## [Record extracts]
[start]

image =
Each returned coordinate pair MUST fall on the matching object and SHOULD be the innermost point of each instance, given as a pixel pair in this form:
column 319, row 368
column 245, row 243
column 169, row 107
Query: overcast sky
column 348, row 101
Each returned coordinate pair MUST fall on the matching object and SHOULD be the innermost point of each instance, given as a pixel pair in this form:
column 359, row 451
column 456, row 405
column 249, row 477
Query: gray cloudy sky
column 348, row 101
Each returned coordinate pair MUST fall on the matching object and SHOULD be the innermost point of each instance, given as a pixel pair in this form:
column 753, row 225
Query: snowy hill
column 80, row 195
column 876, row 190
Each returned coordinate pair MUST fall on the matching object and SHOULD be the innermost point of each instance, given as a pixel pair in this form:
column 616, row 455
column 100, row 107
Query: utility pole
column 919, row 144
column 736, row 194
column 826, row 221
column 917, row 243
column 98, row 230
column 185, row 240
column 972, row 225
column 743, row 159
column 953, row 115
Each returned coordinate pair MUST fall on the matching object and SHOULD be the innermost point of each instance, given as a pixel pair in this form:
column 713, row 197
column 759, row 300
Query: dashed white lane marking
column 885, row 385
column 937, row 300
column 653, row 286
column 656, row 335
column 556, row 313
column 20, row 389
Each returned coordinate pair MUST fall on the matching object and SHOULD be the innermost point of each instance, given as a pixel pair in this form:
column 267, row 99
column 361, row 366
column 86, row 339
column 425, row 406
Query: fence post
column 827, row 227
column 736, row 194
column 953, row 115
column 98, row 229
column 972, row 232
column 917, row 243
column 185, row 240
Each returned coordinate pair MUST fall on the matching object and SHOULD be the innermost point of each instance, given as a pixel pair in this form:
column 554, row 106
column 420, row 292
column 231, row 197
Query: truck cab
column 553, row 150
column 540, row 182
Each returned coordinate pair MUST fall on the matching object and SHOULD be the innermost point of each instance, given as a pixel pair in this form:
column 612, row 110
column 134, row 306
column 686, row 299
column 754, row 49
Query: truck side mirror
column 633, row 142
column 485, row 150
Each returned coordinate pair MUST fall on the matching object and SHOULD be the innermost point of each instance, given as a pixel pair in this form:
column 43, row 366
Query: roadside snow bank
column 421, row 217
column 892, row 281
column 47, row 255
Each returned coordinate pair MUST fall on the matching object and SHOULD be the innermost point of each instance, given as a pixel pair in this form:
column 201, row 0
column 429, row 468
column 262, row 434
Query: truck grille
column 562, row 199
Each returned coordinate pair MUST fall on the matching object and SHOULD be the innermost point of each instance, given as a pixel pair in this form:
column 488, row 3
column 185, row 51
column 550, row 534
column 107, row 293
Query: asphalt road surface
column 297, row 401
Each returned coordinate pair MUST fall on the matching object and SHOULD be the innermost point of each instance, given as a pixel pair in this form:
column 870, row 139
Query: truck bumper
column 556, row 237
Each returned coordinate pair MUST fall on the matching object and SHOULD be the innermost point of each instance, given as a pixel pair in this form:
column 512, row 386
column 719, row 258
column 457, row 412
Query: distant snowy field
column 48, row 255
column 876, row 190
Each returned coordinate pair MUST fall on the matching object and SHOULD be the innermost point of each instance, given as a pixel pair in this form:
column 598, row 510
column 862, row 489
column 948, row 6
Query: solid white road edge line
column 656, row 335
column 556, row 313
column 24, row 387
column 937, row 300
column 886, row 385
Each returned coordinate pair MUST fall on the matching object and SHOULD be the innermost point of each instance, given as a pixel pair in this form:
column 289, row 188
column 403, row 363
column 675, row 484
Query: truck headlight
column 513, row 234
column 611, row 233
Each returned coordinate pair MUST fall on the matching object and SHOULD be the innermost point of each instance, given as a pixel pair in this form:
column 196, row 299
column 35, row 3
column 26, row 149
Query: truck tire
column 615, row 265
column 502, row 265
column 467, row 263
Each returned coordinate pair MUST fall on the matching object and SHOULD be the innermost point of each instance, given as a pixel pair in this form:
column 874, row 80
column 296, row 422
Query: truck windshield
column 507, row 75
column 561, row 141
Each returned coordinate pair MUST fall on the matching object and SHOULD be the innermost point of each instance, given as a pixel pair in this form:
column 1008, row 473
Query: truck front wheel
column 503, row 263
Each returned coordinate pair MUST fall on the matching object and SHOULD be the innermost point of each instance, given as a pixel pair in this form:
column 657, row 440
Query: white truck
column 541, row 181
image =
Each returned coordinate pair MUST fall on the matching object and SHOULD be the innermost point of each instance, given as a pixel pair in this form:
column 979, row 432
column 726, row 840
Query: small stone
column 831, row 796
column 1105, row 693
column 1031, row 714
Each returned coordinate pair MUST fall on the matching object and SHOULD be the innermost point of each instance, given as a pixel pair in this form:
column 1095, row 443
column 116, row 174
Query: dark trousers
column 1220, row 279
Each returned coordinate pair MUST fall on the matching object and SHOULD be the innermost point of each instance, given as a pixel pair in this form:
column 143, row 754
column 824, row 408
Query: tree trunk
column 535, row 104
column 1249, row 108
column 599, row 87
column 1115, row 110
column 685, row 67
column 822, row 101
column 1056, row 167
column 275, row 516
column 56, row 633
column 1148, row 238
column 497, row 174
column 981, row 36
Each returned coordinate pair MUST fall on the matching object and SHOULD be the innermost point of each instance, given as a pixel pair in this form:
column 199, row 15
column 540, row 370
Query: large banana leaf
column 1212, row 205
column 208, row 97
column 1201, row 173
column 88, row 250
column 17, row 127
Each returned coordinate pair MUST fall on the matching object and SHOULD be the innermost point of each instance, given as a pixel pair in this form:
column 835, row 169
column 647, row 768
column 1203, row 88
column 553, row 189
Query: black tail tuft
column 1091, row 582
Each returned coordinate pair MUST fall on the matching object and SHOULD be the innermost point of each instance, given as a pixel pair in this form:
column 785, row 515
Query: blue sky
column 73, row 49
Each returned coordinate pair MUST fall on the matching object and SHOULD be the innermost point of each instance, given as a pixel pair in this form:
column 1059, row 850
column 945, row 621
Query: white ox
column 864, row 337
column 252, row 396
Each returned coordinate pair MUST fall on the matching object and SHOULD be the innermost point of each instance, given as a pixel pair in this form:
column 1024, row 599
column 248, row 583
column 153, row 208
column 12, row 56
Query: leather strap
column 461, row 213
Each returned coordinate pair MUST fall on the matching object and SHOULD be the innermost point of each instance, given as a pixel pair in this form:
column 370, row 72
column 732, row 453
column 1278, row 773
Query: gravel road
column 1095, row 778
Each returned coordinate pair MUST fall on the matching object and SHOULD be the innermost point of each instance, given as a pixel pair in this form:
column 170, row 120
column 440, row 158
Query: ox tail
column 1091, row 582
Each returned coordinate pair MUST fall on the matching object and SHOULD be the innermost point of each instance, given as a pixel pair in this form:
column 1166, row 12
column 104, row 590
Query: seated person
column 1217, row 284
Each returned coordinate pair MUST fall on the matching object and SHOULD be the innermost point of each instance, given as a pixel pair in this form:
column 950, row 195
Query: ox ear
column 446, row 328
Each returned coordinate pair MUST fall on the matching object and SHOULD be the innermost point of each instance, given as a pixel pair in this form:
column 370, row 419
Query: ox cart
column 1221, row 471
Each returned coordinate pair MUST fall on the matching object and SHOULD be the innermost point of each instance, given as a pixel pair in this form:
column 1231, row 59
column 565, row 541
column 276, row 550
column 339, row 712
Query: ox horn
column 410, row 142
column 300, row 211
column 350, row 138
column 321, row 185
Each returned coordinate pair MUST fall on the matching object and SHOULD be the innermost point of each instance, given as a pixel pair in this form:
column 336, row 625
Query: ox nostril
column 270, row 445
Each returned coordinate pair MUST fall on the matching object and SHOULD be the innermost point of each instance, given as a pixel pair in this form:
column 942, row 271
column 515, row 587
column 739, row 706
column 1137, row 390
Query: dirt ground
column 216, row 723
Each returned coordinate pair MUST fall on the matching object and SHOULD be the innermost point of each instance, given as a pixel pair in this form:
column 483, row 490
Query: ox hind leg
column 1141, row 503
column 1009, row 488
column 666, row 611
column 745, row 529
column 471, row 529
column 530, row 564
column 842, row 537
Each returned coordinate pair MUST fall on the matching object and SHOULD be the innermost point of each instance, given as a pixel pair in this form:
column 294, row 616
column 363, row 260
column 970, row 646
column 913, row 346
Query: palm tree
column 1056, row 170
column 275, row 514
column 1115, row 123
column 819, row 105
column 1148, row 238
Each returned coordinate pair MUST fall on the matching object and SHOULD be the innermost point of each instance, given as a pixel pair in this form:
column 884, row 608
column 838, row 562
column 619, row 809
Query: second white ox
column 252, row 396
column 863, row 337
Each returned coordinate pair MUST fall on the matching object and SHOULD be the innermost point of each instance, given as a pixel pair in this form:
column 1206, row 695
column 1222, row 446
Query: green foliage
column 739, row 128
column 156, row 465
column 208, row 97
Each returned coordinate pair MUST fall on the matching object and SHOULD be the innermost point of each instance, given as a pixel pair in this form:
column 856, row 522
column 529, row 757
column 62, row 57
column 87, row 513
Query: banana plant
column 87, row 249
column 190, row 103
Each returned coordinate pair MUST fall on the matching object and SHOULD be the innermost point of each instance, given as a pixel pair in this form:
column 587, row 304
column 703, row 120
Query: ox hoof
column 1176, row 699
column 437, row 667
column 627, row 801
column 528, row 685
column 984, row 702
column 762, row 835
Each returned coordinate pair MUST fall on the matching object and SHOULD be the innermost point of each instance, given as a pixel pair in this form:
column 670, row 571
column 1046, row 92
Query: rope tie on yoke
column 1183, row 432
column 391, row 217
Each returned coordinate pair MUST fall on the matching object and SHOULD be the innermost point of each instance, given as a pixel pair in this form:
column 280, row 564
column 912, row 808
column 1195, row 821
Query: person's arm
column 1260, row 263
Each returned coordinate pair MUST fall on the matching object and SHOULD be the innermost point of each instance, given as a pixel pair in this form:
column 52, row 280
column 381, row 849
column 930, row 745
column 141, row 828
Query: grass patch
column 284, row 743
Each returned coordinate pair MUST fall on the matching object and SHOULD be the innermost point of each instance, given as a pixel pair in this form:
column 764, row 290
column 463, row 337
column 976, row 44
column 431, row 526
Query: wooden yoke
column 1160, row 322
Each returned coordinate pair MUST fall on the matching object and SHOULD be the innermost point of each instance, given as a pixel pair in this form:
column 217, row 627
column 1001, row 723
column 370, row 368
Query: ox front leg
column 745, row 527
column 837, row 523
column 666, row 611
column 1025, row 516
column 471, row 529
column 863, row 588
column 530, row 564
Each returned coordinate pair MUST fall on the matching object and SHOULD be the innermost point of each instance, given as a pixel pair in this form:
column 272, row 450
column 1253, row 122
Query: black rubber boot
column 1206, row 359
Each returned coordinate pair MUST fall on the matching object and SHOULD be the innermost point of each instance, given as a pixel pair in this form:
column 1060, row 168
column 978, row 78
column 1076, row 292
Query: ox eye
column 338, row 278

[end]

## [Stated exercise]
Count the lines in the records above that contain the string "white", treating uppercase and lowercase as different. Reply with the number only.

## [Task result]
5